◆ EXERCISE DIRECTIONS: Give the data a second time, exactly and in full.

— Start of DATA FOR THE TASK —

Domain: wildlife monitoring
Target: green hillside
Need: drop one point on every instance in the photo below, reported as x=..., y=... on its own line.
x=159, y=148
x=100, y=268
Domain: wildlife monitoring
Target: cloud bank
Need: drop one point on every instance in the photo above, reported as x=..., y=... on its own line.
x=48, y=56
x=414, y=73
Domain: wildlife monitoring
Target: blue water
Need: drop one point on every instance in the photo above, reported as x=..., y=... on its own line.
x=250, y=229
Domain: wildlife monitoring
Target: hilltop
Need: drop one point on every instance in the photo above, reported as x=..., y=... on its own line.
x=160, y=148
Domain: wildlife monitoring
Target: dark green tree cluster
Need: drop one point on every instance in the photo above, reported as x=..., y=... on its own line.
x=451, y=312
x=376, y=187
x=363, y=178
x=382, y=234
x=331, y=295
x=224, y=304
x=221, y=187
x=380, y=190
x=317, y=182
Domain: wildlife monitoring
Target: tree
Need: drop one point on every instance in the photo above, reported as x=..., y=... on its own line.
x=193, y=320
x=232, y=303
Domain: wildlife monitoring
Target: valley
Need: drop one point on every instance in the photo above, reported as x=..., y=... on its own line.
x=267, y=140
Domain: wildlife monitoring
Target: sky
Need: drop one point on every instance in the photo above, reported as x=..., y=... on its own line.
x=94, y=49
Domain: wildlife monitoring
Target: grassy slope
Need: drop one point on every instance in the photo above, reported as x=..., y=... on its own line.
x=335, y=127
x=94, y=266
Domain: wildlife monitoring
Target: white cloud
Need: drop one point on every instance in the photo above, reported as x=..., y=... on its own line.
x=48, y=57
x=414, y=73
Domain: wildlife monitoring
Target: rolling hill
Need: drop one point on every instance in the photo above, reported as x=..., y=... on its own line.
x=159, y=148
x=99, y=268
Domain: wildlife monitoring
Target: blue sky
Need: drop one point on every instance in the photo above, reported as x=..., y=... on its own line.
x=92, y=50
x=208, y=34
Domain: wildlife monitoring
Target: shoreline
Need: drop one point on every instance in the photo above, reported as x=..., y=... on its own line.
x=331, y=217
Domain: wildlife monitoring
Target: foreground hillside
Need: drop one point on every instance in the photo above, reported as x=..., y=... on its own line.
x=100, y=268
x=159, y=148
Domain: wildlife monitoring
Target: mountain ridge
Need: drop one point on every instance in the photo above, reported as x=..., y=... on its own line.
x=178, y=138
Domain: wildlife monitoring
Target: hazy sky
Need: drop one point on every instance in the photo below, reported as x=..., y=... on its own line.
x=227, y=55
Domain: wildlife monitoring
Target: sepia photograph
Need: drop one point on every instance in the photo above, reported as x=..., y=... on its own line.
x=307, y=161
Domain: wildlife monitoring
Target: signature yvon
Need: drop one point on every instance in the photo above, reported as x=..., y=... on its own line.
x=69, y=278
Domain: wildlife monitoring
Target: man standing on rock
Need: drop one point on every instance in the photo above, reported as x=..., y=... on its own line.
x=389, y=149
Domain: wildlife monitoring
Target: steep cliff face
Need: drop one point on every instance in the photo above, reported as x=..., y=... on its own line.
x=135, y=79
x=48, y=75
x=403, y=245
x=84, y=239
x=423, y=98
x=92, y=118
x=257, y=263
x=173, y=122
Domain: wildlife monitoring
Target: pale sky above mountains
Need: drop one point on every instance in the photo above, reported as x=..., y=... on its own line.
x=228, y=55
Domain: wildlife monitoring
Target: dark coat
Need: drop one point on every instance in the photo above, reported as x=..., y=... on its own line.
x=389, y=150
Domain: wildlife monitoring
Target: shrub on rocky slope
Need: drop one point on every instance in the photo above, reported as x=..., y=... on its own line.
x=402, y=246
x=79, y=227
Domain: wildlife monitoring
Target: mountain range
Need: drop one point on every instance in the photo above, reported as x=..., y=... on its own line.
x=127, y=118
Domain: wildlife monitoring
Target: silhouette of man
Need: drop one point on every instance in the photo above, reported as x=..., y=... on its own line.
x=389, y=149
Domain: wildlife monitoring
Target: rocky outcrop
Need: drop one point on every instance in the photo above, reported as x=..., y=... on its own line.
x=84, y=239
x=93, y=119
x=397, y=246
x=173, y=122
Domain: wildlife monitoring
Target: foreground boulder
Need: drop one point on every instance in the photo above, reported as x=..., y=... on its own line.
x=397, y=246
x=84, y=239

— End of DATA FOR THE TASK —

◆ SOLUTION TO THIS EXERCISE:
Domain: wildlife monitoring
Target: green hillside
Need: drop one point on every instance in the photo below, reported as x=..., y=... on its own line.
x=159, y=148
x=100, y=268
Domain: wildlife monitoring
Target: cloud bank
Need: drop one point on every instance in the photo above, reported as x=..., y=... on its own line.
x=48, y=56
x=414, y=73
Domain: wildlife monitoring
Target: blue water
Need: drop one point on every instance in the photo above, reported as x=..., y=... on its own line.
x=250, y=229
Domain: wildlife monitoring
Target: hilltop
Need: drop one point on every instance in the photo above, reported as x=..., y=... on its own line.
x=160, y=148
Domain: wildlife monitoring
Target: dark green tree cluster
Need: drop one point on every instance in the photo above, reported as x=..., y=... on its own line.
x=451, y=312
x=376, y=187
x=363, y=178
x=382, y=234
x=331, y=295
x=224, y=304
x=221, y=187
x=380, y=190
x=317, y=182
Domain: wildlife monitoring
Target: tree
Need: drop one point on every instance in the photo above, reported as x=..., y=... on its own line.
x=193, y=320
x=232, y=303
Domain: wildlife monitoring
Target: valley
Need: drop one point on every instance in the photo above, reported as x=..., y=... on its own line.
x=267, y=140
Domain: wildlife monitoring
Target: sky
Need: drop one point on every instance in the photo above, reported as x=..., y=... on its own line.
x=94, y=49
Domain: wildlife monitoring
Target: grassy slope
Need: drop one point on every instance in the photo above, reported as x=..., y=... on its own line.
x=335, y=127
x=94, y=266
Domain: wildlife monitoring
Target: white cloud
Need: drop one point on every instance in the photo above, reported as x=..., y=... on its own line.
x=48, y=57
x=414, y=73
Domain: wildlife monitoring
Target: rolling hill
Need: drop one point on every instance in the photo above, reported as x=..., y=... on its own line.
x=159, y=148
x=99, y=268
Domain: wildlife monitoring
Target: blue sky
Need: drop one point on every instance in the photo above, reported as x=..., y=... on its own line.
x=92, y=50
x=208, y=34
Domain: wildlife monitoring
Target: shoreline
Need: drop one point on every instance in the photo above, reported as x=..., y=... on its own line.
x=331, y=217
Domain: wildlife monitoring
Target: foreground hillside
Need: drop one point on every instance in the photo above, reported as x=..., y=... on its own line.
x=100, y=268
x=159, y=148
Domain: wildlife monitoring
Target: mountain ridge
Need: drop one point on every instance in the photo above, reported as x=..., y=... on its own line.
x=178, y=138
Domain: wildlife monitoring
Target: hazy sky
Need: drop one point on every instance in the photo below, reported as x=..., y=... on its own line.
x=227, y=55
Domain: wildlife monitoring
Target: sepia photograph
Need: drop one point on every instance in the photo above, reported as x=..., y=... on its own line.
x=307, y=161
Domain: wildlife monitoring
Target: signature yvon
Need: drop one point on every instance in the photo above, reported as x=..., y=... on its own line.
x=69, y=278
Domain: wildlife monitoring
Target: man standing on rock
Need: drop one point on every instance in the photo above, reported as x=..., y=... on its own line.
x=389, y=149
Domain: wildlife monitoring
Target: steep cliff face
Need: drop one point on every instance in the photo above, reported as x=..., y=... on its own line.
x=135, y=79
x=48, y=75
x=403, y=245
x=84, y=239
x=423, y=98
x=92, y=118
x=257, y=263
x=173, y=122
Domain: wildlife monitoring
Target: pale sky above mountains
Need: drop one point on every instance in the photo above, reported as x=..., y=... on its own line.
x=228, y=55
Domain: wildlife monitoring
Target: dark coat
Need: drop one point on every instance in the photo above, reported as x=..., y=... on its own line.
x=389, y=150
Domain: wildlife monitoring
Target: shrub on rocky slope
Need: drop one point on every instance in the photo above, reported as x=..., y=... on its own line.
x=402, y=246
x=79, y=227
Domain: wildlife monitoring
Target: mountain range
Need: drop one point on every instance in the photo above, reported as x=..., y=... on its own line.
x=127, y=118
Domain: wildlife monitoring
Target: silhouette of man
Need: drop one point on every instance in the photo above, reported as x=..., y=... on its own line.
x=389, y=149
Domain: wildlife monitoring
Target: rocky outcrop
Need: drop one point on every instance in the photo above, reported as x=..., y=... on its own line.
x=84, y=239
x=93, y=119
x=397, y=246
x=173, y=122
Domain: wildlife monitoring
Target: foreground boulder
Need: drop one point on every instance in the photo above, reported as x=..., y=... on its own line.
x=397, y=246
x=84, y=239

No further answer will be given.